╭─ PAGE EXCERPT

As the mother of a large family...who has lost two babies to miscarriages...who cares for a special-needs child who wasn't expected to live...who is married to a retired Air Force officer who deployed to scary parts of the world...who has been and will be parenting teenagers for umpteen years...it's fair to say life hasn't always been rosy around here. Having been to the bottom of the pit of despair and back (and doing what it takes to never return), let me offer my ABCs of mental and emotional health. Maybe there will be some nuggets you can take away and implement today!
AWARENESS. I used to think I was at the mercy of whatever thoughts were swirling in my head. We can't control them, right? They just come at us, and we react accordingly, right? Wrong! We actually CAN and indeed MUST control our thoughts, and the first step to doing so is being aware of what exactly is going on inside our heads. 2 Corinthians 10:5 exhorts us to "take captive every thought and make it obedient to Christ." God wouldn't tell us to do something He knows we couldn't do! We have the power of the Holy Spirit, if we indeed "have the mind of Christ" (1 Cor. 2:16b). Paul writes in Philippians 4:8 that "Whatever is true..." we are to "think on these things." It's so important to be aware of the lies we often find ourselves listening to as they run rampant in our brains! Awareness is the first step to bringing those thoughts under our control, which then allows us to control our emotions and behavior.

╰─
╭─ DATA FOR ANALYSIS

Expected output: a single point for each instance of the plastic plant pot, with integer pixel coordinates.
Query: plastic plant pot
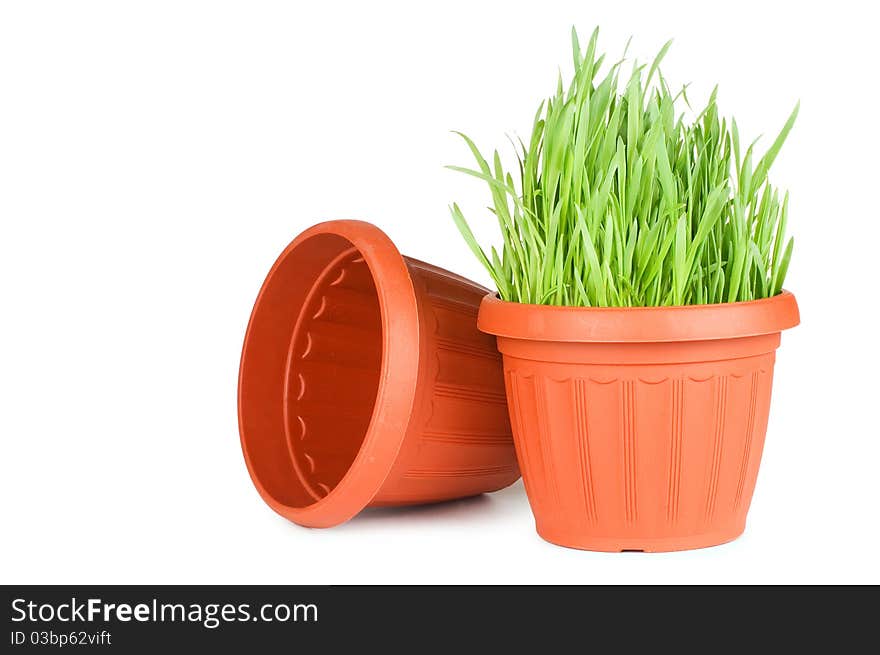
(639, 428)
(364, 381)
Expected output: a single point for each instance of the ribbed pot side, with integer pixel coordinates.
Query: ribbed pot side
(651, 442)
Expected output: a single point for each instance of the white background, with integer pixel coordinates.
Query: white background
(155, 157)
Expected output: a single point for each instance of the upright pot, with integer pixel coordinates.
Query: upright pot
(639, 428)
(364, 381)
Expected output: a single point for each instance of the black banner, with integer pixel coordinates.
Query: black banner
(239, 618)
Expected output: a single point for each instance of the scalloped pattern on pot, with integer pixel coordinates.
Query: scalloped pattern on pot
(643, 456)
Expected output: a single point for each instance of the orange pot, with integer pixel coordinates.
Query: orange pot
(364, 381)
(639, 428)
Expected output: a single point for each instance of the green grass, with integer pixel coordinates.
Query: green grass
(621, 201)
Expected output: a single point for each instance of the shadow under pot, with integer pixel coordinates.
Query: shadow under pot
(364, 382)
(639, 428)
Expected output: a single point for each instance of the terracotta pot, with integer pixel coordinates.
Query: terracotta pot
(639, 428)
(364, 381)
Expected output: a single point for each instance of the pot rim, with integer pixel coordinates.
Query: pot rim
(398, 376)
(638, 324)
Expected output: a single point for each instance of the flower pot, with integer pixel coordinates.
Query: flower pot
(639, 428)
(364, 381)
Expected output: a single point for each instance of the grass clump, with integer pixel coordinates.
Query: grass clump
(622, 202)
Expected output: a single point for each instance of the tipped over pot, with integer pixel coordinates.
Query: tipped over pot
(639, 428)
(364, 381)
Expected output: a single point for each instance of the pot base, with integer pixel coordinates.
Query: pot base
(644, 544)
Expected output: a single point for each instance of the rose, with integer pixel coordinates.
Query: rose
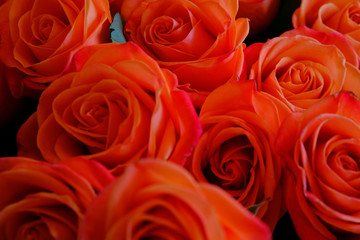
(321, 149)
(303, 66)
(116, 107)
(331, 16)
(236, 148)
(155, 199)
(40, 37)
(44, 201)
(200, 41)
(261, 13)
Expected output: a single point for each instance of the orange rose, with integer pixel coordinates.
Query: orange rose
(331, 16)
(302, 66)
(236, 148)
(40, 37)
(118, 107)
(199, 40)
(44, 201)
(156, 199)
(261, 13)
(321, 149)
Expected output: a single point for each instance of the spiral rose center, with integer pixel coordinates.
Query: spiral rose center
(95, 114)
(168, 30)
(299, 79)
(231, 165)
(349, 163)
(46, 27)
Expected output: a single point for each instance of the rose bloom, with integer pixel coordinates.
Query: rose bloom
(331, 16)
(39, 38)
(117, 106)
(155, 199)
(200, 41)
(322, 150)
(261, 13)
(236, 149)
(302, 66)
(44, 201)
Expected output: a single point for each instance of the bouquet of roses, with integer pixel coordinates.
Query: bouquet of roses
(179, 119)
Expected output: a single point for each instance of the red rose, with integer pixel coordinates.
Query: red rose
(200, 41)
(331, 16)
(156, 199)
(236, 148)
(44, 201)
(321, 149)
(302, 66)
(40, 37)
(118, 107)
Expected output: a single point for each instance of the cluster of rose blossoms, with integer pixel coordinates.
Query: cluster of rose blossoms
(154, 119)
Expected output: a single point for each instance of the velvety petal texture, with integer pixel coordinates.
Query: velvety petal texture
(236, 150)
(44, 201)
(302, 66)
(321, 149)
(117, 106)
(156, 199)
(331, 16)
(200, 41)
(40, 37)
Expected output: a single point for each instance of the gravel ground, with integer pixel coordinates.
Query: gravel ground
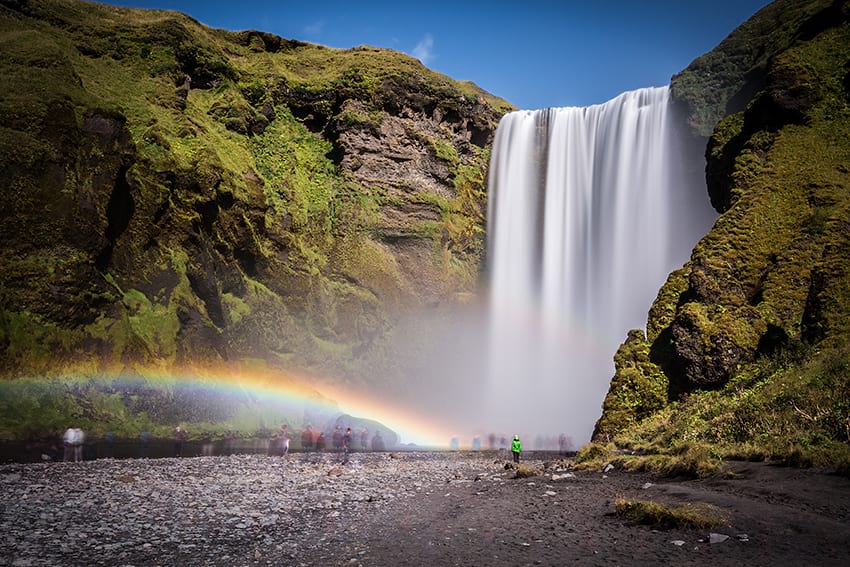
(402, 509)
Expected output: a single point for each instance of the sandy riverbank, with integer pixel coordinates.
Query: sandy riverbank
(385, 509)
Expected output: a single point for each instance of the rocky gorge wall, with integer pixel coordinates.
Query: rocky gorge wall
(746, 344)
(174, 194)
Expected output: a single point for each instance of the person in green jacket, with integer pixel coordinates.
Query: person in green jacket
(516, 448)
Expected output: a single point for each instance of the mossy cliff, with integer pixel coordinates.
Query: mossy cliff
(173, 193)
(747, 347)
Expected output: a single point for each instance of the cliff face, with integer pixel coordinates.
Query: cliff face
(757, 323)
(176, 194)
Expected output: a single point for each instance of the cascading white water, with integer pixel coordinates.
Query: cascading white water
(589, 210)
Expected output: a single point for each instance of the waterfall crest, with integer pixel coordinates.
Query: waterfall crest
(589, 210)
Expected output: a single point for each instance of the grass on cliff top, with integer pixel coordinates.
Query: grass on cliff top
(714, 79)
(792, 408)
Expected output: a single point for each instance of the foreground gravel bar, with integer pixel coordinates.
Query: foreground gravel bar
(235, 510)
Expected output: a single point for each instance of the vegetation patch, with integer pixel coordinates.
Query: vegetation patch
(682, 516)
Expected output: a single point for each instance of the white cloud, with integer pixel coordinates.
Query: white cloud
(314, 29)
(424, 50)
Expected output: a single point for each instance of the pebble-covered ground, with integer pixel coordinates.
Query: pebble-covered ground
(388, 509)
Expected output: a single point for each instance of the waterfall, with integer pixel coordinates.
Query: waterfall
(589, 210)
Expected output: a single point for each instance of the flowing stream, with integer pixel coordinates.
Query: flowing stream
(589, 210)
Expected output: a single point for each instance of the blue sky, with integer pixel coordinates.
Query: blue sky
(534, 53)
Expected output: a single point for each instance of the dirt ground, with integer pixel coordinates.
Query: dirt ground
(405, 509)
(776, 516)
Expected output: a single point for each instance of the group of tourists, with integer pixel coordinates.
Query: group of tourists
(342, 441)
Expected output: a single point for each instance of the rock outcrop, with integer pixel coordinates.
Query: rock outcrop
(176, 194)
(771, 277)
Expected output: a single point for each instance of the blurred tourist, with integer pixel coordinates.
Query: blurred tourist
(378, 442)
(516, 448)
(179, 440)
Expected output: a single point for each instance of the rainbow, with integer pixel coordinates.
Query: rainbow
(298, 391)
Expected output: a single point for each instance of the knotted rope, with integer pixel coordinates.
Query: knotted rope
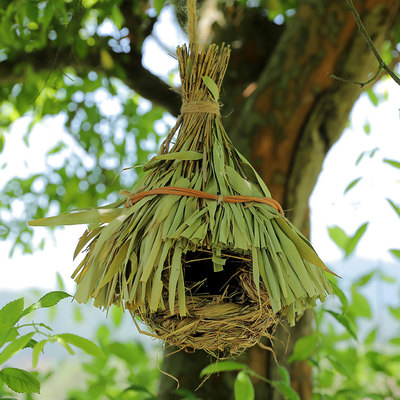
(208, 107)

╰─

### PROBLEM 1:
List every Bible reference cited in the passage on mental and emotional health.
### PROBLEM 2:
Write out the part of the passage on mental and emotional health that opens with the words containing "As the mother" and closes with "and implement today!".
The recorded data is separate material from the passage on mental and emotional health.

### WRITTEN REPLY 1:
2 Corinthians 10:5
1 Cor. 2:16b
Philippians 4:8

### WRITTEN REPLY 2:
As the mother of a large family...who has lost two babies to miscarriages...who cares for a special-needs child who wasn't expected to live...who is married to a retired Air Force officer who deployed to scary parts of the world...who has been and will be parenting teenagers for umpteen years...it's fair to say life hasn't always been rosy around here. Having been to the bottom of the pit of despair and back (and doing what it takes to never return), let me offer my ABCs of mental and emotional health. Maybe there will be some nuggets you can take away and implement today!